> **Exercise**: Pictures must not be copied, but every entry must be reproduced exactly.

(Saved data entries)
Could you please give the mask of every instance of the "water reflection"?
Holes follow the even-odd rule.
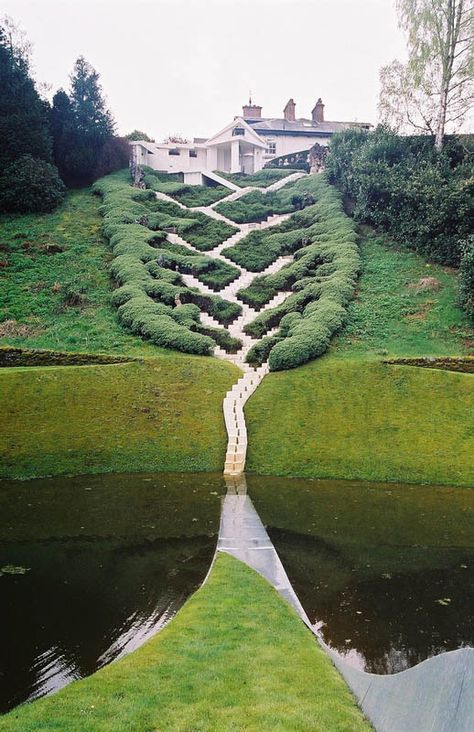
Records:
[[[248,477],[311,622],[354,666],[395,673],[474,644],[474,491]]]
[[[223,490],[203,474],[1,481],[0,710],[153,635],[207,573]]]

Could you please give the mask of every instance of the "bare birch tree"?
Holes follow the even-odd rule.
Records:
[[[381,121],[435,137],[457,130],[474,103],[474,0],[397,0],[408,62],[380,71]]]

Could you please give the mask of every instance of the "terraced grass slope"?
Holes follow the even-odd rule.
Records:
[[[294,611],[245,565],[127,658],[0,719],[2,732],[362,732],[371,726]]]
[[[279,180],[287,178],[292,173],[299,173],[299,170],[293,168],[285,168],[278,170],[276,168],[263,168],[258,170],[256,173],[223,173],[221,170],[216,171],[223,178],[230,180],[231,183],[235,183],[236,186],[245,188],[246,186],[252,186],[254,188],[266,188],[272,183],[276,183]]]
[[[472,374],[329,356],[270,374],[246,407],[247,468],[473,485],[473,384]]]
[[[191,356],[0,372],[1,476],[220,471],[231,364]]]

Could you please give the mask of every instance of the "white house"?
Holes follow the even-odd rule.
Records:
[[[200,183],[203,173],[215,170],[254,173],[273,158],[309,150],[316,142],[327,145],[335,132],[349,127],[370,129],[371,125],[326,121],[321,99],[311,119],[296,118],[293,99],[287,102],[283,117],[262,117],[262,107],[250,99],[242,115],[212,137],[194,138],[192,143],[132,142],[132,160],[164,173],[183,173],[186,183]]]

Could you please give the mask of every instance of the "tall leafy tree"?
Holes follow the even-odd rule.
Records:
[[[36,91],[28,48],[15,31],[10,20],[0,24],[0,169],[25,154],[51,159],[48,104]]]
[[[74,64],[70,78],[69,96],[60,89],[53,98],[54,156],[68,185],[87,185],[97,176],[104,146],[110,148],[114,144],[115,125],[106,107],[99,74],[83,56]]]
[[[381,69],[381,118],[434,135],[441,150],[473,109],[474,0],[397,0],[397,10],[408,62]]]

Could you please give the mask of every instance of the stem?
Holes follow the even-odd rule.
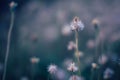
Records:
[[[93,76],[94,76],[94,69],[91,69],[91,76],[90,76],[90,80],[93,80]]]
[[[81,75],[80,73],[80,60],[79,60],[79,50],[78,50],[78,31],[75,30],[75,43],[76,43],[76,48],[75,48],[75,55],[76,55],[76,59],[78,62],[78,66],[79,66],[79,75]]]
[[[35,73],[35,71],[34,71],[34,63],[32,63],[32,69],[31,69],[31,78],[32,78],[32,80],[34,80],[34,73]]]
[[[95,59],[94,61],[97,63],[97,58],[98,58],[98,39],[97,39],[97,36],[98,36],[98,31],[96,31],[95,33],[95,44],[96,44],[96,47],[95,47]]]
[[[50,74],[48,74],[48,78],[47,78],[47,80],[50,80]]]
[[[7,62],[8,62],[9,49],[10,49],[10,39],[11,39],[11,32],[13,29],[13,24],[14,24],[14,12],[12,11],[11,12],[10,28],[9,28],[8,37],[7,37],[7,48],[6,48],[6,56],[5,56],[4,72],[3,72],[2,80],[5,80],[5,76],[6,76]]]

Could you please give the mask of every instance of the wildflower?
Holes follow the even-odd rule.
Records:
[[[74,62],[70,63],[70,65],[67,68],[68,71],[76,72],[78,71],[78,67],[75,65]]]
[[[31,61],[31,63],[38,63],[39,61],[40,61],[40,59],[39,58],[37,58],[37,57],[32,57],[31,59],[30,59],[30,61]]]
[[[71,28],[68,26],[68,25],[65,25],[63,28],[62,28],[62,34],[64,36],[68,36],[69,34],[71,34]]]
[[[82,77],[79,77],[77,75],[72,75],[69,80],[84,80]]]
[[[92,49],[95,47],[95,41],[94,40],[88,40],[86,46],[89,48],[89,49]]]
[[[57,77],[57,80],[64,80],[66,72],[63,69],[58,69],[55,76]]]
[[[79,30],[83,30],[83,28],[84,28],[84,25],[79,19],[79,17],[75,17],[71,23],[71,29],[79,31]]]
[[[103,78],[104,79],[109,79],[113,76],[114,74],[114,71],[110,68],[107,68],[105,71],[104,71],[104,75],[103,75]]]
[[[83,52],[81,52],[81,51],[76,52],[76,53],[75,53],[75,56],[80,58],[80,57],[83,56]]]
[[[67,67],[71,62],[73,62],[73,60],[72,59],[65,59],[64,61],[63,61],[63,65],[64,65],[64,67]]]
[[[15,3],[14,1],[12,1],[12,2],[9,4],[11,11],[14,11],[15,8],[17,7],[17,5],[18,5],[17,3]]]
[[[72,50],[76,48],[76,44],[73,41],[70,41],[68,46],[67,46],[68,50]]]
[[[99,59],[98,62],[99,64],[105,64],[108,61],[108,57],[106,55],[102,55]]]
[[[98,66],[97,66],[97,64],[96,63],[92,63],[92,68],[97,68]]]
[[[57,71],[57,66],[55,64],[51,64],[48,66],[48,72],[50,74],[55,74]]]

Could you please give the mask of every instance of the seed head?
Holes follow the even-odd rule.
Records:
[[[92,24],[93,24],[93,26],[94,26],[95,29],[98,29],[99,23],[100,23],[100,22],[99,22],[98,19],[93,19],[93,21],[92,21]]]

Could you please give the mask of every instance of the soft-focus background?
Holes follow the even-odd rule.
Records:
[[[9,3],[0,0],[0,80],[4,69],[7,34],[10,25]],[[69,25],[78,16],[85,25],[79,32],[79,50],[82,52],[81,70],[90,80],[90,66],[95,54],[95,30],[92,20],[99,20],[98,53],[107,58],[102,65],[101,80],[106,68],[120,80],[120,0],[14,0],[18,3],[11,36],[6,80],[47,80],[48,65],[59,66],[57,80],[68,80],[65,64],[73,59],[74,50],[67,49],[74,41]],[[102,44],[102,47],[101,47]],[[31,58],[39,58],[37,64]],[[105,79],[106,80],[106,79]]]

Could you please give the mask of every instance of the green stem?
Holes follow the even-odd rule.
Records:
[[[9,28],[8,37],[7,37],[7,48],[6,48],[6,56],[5,56],[4,72],[3,72],[2,80],[5,80],[5,76],[6,76],[7,62],[8,62],[9,49],[10,49],[11,32],[13,29],[13,24],[14,24],[14,12],[11,12],[11,22],[10,22],[10,28]]]
[[[77,30],[75,30],[75,43],[76,43],[75,55],[76,55],[76,59],[77,59],[77,62],[78,62],[79,75],[81,75],[81,72],[80,72],[79,49],[78,49],[78,31]]]

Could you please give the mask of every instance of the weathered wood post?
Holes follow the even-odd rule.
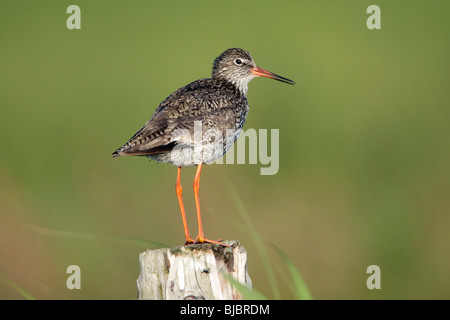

> **Solution to this task**:
Could you please give the mask of every instance of the "water reflection"?
Holes follow the even-odd rule.
Records:
[[[248,477],[311,622],[354,666],[395,673],[474,644],[474,491]]]
[[[223,490],[203,474],[1,481],[0,710],[153,635],[207,573]]]

Could you please give the mask of every instance of the "bare birch tree"?
Holes follow the even-odd rule.
Records:
[[[381,121],[435,137],[457,130],[474,103],[474,0],[397,0],[408,62],[380,71]]]

Could you please give the mask of every instance of the "terraced grass slope"?
Holes follow the even-odd rule.
Records:
[[[294,611],[245,565],[127,658],[0,719],[2,732],[362,732],[371,726]]]
[[[279,180],[287,178],[292,173],[299,173],[299,170],[293,168],[285,168],[278,170],[276,168],[263,168],[258,170],[256,173],[223,173],[221,170],[216,171],[223,178],[230,180],[231,183],[235,183],[236,186],[245,188],[246,186],[252,186],[254,188],[266,188],[272,183],[276,183]]]
[[[472,374],[329,356],[270,374],[246,407],[247,468],[473,485],[473,384]]]
[[[191,356],[0,372],[1,476],[220,471],[231,364]]]

Could you please give the mask of every instance of the "white house"?
Holes follow the even-odd rule.
Records:
[[[200,183],[203,173],[215,170],[254,173],[273,158],[309,150],[316,142],[327,145],[335,132],[349,127],[370,129],[371,125],[326,121],[321,99],[311,119],[296,118],[293,99],[287,102],[283,117],[262,117],[262,107],[250,99],[242,115],[212,137],[194,138],[192,143],[132,142],[132,160],[164,173],[183,173],[186,183]]]

Could you please give the mask of every instance of the "tall leafy tree"?
Holes follow the even-odd rule.
Records:
[[[36,91],[28,48],[15,31],[10,20],[0,24],[0,169],[25,154],[51,159],[48,104]]]
[[[74,64],[70,78],[69,96],[60,89],[53,98],[54,156],[68,185],[87,185],[97,176],[104,146],[110,148],[114,144],[115,125],[106,107],[99,74],[83,56]]]
[[[381,69],[381,118],[434,135],[441,150],[473,109],[474,0],[397,0],[397,10],[408,62]]]

Could you please give the mask of every instance of the stem?
Holes follow the even-odd rule.
Records:
[[[93,76],[94,76],[94,69],[91,69],[91,76],[90,76],[90,80],[93,80]]]
[[[81,75],[80,73],[80,60],[79,60],[79,50],[78,50],[78,31],[75,30],[75,43],[76,43],[76,48],[75,48],[75,55],[76,55],[76,59],[78,62],[78,66],[79,66],[79,75]]]
[[[35,73],[35,71],[34,71],[34,63],[32,63],[32,69],[31,69],[31,78],[32,78],[32,80],[34,80],[34,73]]]
[[[95,59],[94,61],[97,63],[97,58],[98,58],[98,39],[97,39],[97,36],[98,36],[98,31],[96,31],[95,33],[95,44],[96,44],[96,47],[95,47]]]
[[[50,74],[48,74],[48,78],[47,78],[47,80],[50,80]]]
[[[7,62],[8,62],[9,49],[10,49],[10,39],[11,39],[11,32],[13,29],[13,24],[14,24],[14,12],[12,11],[11,12],[10,28],[9,28],[8,37],[7,37],[7,48],[6,48],[6,56],[5,56],[4,72],[3,72],[2,80],[5,80],[5,76],[6,76]]]

Could you please give the mask of every instance of the wildflower?
Holes follow the even-odd rule.
Records:
[[[74,62],[70,63],[70,65],[67,68],[68,71],[76,72],[78,71],[78,67],[75,65]]]
[[[31,61],[31,63],[38,63],[39,61],[40,61],[40,59],[39,58],[37,58],[37,57],[32,57],[31,59],[30,59],[30,61]]]
[[[71,28],[68,26],[68,25],[65,25],[63,28],[62,28],[62,34],[64,36],[68,36],[69,34],[71,34]]]
[[[82,77],[79,77],[77,75],[72,75],[69,80],[84,80]]]
[[[92,49],[95,47],[95,41],[94,40],[88,40],[86,46],[89,48],[89,49]]]
[[[57,77],[57,80],[64,80],[66,72],[63,69],[58,69],[55,76]]]
[[[79,30],[83,30],[83,28],[84,28],[84,25],[79,19],[79,17],[75,17],[71,23],[71,29],[79,31]]]
[[[103,78],[104,79],[109,79],[113,76],[114,74],[114,71],[110,68],[107,68],[105,71],[104,71],[104,75],[103,75]]]
[[[83,52],[81,52],[81,51],[76,52],[76,53],[75,53],[75,56],[80,58],[80,57],[83,56]]]
[[[67,67],[71,62],[73,62],[73,60],[72,59],[65,59],[64,61],[63,61],[63,65],[64,65],[64,67]]]
[[[15,3],[14,1],[12,1],[12,2],[9,4],[11,11],[14,11],[15,8],[17,7],[17,5],[18,5],[17,3]]]
[[[72,50],[76,48],[76,44],[73,41],[70,41],[68,46],[67,46],[68,50]]]
[[[99,59],[98,62],[99,64],[105,64],[108,61],[108,57],[106,55],[102,55]]]
[[[98,66],[97,66],[97,64],[96,63],[92,63],[92,68],[97,68]]]
[[[57,71],[57,66],[55,64],[51,64],[48,66],[48,72],[50,74],[55,74]]]

Could you please give the mask of every instance of the seed head?
Holes follow the even-odd rule.
Records:
[[[92,24],[93,24],[93,26],[94,26],[95,29],[98,29],[99,23],[100,23],[100,22],[99,22],[98,19],[93,19],[93,21],[92,21]]]

Could you please give the mask of every instance of the soft-focus background?
Holes follow the even-odd rule.
Records:
[[[9,3],[0,0],[0,80],[4,69],[7,34],[10,25]],[[69,25],[78,16],[85,25],[79,32],[79,50],[82,52],[81,70],[90,80],[90,66],[95,54],[95,30],[92,20],[99,20],[98,53],[107,58],[102,65],[101,80],[106,68],[120,80],[120,0],[14,0],[18,3],[11,36],[6,80],[47,80],[48,65],[59,66],[57,80],[68,80],[65,64],[73,59],[74,50],[67,49],[74,41]],[[102,44],[102,47],[101,47]],[[31,58],[39,58],[37,64]],[[105,79],[106,80],[106,79]]]

Could you please give the mask of every instance of the green stem?
Holes follow the even-odd rule.
Records:
[[[9,28],[8,37],[7,37],[7,48],[6,48],[6,56],[5,56],[4,72],[3,72],[2,80],[5,80],[5,76],[6,76],[7,62],[8,62],[9,49],[10,49],[11,32],[13,29],[13,24],[14,24],[14,12],[11,12],[11,22],[10,22],[10,28]]]
[[[77,30],[75,30],[75,43],[76,43],[75,55],[76,55],[76,59],[77,59],[77,62],[78,62],[79,75],[81,75],[81,72],[80,72],[79,49],[78,49],[78,31]]]

Could you please give the mask of every instance of the weathered wood post?
Holes follow the even-odd rule.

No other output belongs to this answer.